GIVEN EXERCISE ::
Pick up the Animorphs re-read post below right after its last sentence and write the next part of its look at The Attack.

EXCERPTED PASSAGE ::
If this is your first time dipping into the Animorphs Re-Read, I strongly suggest you head back to the beginning and start there unless you’re already familiar with the books. Alternatively, check out our new and improved Animorphs Re-Read index for a list of every post in the series.
I see everyone survived last week’s bout of ghostwriting. Excellent! Today’s offering isn’t ghostwritten, at least according to Wikipedia, but it still stands out by virtue of featuring the best illustration in the history of science fiction. You’ll see what I mean in a minute.
The Animorphs fandom seems to be of two minds about the more space opera-ish aspects of the series. Some people like all of the Ellimist-as-cosmic-puppetmaster stuff, while others feel that it’s just a distraction from the far more interesting story of aliens invading the Earth. I’m sort of in the middle; I like the Ellimist elements (see what I did there) when they directly support the main plot, but I’m not as fond of them when they start taking center stage. In The Attack, they take center stage.

DATASET EXCERPT ::
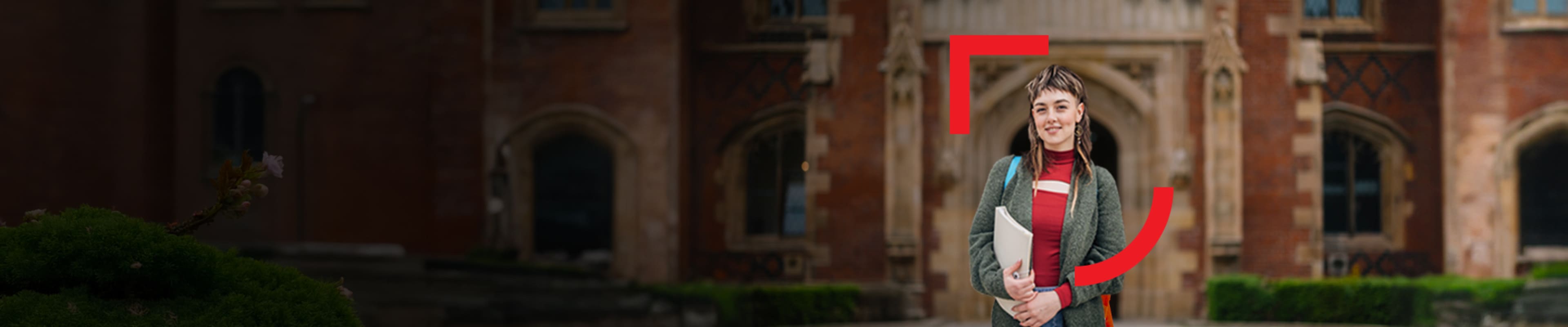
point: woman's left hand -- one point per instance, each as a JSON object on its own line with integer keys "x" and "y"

ANSWER FOR THE TASK ::
As does this phenomenal illustration:
Goddamn. Where do I even start?
I haven’t mentioned the illustrations up to this point, mostly because my editions of the books never had them and they carry no nostalgic weight for me, but this one demands to be talked about. It demands to be examined, to be appreciated, to have articles published about it in respectable journals of art criticism. Just look at it. You’ve got everyone in morph except for Ax because why wouldn’t you want a big blue centaur in there, there are some sort of lego towers in the background, and everyone’s attacking a guy made of magma.The fact that Rachel is hilariously short for a grizzly bear on its hind legs is just the icing on the cake. Scale? WHO NEEDS SCALE WHEN YOU’VE GOT MAGMA PEOPLE. Oh, and Tiger-Jake in the illustration is copy-pasted from Tiger-Jake on the cover, which just makes the only thing even better.
Lest you doubt the sincerity of my love for this work of artistic genius, let me reiterate that I am totally serious here. This thing is gloious, and I will personally write a thank-you sonnet to whoever can hook me up with a framed copy.
But I should probably talk about the rest of the book now.
(Oh god I just realised Magma Guy has Wolerine claws.)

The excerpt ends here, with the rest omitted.